▸ Passage to read
On April 4th 1968 Martin Luther King was assassinated in Memphis. I was working at Plant#2 Baird-Ward printing company when someone told me that King had been shot. I felt sorry for the black guys working there. Some of our more redneck white workers were happy about it and excited. Before we heard the official news of his death they were saying things like, "I hope the son of a bitch dies". Riots were breaking out all over America and cities were burning. There were riots in Nashville and Memphis. For several days Nashville was placed under a curfew from 6:00 PM till dawn. The only people allowed on the streets were people like myself driving to and from work. National Guard tanks, vehicles and troops along with a horde of Metro and State police patrolled the streets. For the first time in it's history the Grand Ole Opry was cancelled that weekend. A few weeks later on June 6th, 1968. the night of our graduation, Robert Kennedy was shot on the campaign trail in California. He died the next day. Again I was at work when I heard the news. I worked the 2nd shift at Baird-Ward and got off at 11:00 PM. On my way home the DJ kept saying over and over that he had died because we were a violent country. Although I didn't realize it then I had the heart of a conservative. I resented the insinuation that somehow we were all guilty for the death of Robert Kennedy. I wasn't violent and most Americans weren't violent. John Kennedy, Martin Luther King and Robert Kennedy had all been killed by lone misfits as far as we knew then.

▸ Instructions to follow
In the passage about 1968, during what hours was Nashville placed under curfew? Rely only on the passage about 1968.

Dataset rows

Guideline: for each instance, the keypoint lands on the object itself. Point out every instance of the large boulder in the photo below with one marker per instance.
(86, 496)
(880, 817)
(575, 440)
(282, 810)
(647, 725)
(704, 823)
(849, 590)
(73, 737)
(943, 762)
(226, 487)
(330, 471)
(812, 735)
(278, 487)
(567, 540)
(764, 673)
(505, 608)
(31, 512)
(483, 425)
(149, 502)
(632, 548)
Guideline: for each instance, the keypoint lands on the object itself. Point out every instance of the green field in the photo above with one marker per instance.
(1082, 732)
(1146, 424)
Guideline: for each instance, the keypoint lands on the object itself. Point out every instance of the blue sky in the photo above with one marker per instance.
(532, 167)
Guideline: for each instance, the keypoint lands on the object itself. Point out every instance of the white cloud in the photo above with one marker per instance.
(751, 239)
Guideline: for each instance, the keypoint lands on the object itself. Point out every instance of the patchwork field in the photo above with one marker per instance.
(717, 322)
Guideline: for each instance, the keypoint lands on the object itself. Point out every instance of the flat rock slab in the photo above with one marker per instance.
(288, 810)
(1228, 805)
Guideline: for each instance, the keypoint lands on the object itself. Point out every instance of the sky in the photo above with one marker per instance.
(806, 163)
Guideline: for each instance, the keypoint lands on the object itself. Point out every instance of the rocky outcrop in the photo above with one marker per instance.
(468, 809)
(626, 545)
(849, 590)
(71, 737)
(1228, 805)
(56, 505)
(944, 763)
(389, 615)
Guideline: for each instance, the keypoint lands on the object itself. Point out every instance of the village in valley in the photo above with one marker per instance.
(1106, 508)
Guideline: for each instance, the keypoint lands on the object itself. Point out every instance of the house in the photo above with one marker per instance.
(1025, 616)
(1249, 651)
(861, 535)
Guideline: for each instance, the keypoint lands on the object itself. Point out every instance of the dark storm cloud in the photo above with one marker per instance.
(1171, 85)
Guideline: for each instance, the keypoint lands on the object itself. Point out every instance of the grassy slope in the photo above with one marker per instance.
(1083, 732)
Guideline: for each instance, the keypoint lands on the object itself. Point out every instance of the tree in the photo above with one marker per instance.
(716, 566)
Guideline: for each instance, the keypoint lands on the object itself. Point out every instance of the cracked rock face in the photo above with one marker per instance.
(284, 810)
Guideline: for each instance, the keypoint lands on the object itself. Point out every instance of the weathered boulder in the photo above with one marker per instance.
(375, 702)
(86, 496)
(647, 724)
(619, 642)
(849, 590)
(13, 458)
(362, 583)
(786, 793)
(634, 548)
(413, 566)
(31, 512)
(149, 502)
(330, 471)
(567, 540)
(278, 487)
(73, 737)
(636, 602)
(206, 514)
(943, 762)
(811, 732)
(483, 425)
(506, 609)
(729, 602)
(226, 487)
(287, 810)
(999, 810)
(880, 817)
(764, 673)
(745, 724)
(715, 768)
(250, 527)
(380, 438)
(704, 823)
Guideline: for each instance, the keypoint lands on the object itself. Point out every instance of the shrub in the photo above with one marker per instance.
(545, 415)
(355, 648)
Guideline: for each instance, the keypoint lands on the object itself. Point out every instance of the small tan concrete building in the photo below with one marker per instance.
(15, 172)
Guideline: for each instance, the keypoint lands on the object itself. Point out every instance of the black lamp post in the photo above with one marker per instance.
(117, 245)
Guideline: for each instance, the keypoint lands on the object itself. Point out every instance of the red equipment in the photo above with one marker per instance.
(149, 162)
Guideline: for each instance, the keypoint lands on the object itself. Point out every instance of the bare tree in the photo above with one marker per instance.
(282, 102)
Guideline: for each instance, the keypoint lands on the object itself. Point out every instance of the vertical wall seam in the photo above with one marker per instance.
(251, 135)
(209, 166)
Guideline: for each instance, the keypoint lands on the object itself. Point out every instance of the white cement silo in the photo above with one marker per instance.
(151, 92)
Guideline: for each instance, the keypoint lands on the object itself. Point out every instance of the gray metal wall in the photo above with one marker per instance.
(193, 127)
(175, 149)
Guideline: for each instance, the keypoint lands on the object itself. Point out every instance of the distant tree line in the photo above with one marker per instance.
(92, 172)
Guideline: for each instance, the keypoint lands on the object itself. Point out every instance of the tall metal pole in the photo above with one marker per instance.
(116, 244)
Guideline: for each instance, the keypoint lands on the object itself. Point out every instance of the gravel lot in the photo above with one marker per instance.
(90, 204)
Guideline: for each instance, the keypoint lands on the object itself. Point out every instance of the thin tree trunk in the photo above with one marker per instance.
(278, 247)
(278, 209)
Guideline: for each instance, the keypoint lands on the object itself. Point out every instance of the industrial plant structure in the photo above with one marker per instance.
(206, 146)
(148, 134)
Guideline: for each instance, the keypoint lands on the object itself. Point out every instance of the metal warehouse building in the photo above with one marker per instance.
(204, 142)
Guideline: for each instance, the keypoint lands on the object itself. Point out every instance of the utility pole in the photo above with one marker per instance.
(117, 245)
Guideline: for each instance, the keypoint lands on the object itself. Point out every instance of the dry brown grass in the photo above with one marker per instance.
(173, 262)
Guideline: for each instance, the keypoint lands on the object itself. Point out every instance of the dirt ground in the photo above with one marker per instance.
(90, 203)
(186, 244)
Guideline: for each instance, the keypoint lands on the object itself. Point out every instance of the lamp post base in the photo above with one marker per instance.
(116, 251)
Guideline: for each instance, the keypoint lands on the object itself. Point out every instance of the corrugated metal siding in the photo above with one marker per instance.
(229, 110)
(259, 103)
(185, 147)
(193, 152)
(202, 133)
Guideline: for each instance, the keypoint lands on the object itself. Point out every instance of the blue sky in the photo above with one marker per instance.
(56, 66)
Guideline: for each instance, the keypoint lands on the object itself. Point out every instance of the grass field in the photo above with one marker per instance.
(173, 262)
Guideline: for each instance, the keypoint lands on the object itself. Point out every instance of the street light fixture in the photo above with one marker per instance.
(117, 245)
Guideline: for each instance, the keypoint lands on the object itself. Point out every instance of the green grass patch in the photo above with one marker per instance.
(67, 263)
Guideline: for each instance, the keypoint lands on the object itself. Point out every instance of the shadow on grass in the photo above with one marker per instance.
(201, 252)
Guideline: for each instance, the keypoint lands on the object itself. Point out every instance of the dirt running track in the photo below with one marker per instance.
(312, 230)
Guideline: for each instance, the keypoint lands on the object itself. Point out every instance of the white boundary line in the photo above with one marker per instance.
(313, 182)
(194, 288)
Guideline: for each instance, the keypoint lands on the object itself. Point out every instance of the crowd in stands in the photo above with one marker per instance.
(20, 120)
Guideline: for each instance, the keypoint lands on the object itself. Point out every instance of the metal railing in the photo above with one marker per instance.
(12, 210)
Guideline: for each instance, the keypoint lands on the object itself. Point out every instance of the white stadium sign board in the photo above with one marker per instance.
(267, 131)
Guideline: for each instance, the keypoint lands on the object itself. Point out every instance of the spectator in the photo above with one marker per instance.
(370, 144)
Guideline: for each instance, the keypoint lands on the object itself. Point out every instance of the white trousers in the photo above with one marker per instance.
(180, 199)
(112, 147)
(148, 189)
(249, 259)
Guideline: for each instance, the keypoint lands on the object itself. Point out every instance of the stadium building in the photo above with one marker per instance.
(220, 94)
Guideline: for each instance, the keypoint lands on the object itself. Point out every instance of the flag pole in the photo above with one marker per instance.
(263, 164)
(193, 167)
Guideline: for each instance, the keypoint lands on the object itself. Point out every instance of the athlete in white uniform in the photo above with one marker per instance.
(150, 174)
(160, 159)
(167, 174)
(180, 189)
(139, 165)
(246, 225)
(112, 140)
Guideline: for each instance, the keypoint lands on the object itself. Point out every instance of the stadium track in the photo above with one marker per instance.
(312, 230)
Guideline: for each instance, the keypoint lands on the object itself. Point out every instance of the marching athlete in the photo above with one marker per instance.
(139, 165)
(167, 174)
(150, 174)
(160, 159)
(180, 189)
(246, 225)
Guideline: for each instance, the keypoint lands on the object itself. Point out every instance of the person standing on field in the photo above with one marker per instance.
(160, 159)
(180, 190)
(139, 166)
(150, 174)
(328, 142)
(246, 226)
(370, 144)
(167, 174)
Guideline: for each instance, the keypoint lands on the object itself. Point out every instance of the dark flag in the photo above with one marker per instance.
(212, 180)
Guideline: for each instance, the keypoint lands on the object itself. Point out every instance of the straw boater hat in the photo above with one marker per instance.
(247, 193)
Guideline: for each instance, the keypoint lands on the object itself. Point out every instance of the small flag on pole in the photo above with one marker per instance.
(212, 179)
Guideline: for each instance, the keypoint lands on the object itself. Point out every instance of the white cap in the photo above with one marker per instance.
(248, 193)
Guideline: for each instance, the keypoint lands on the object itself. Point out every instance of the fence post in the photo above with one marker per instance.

▸ In response
From 6:00 PM till dawn.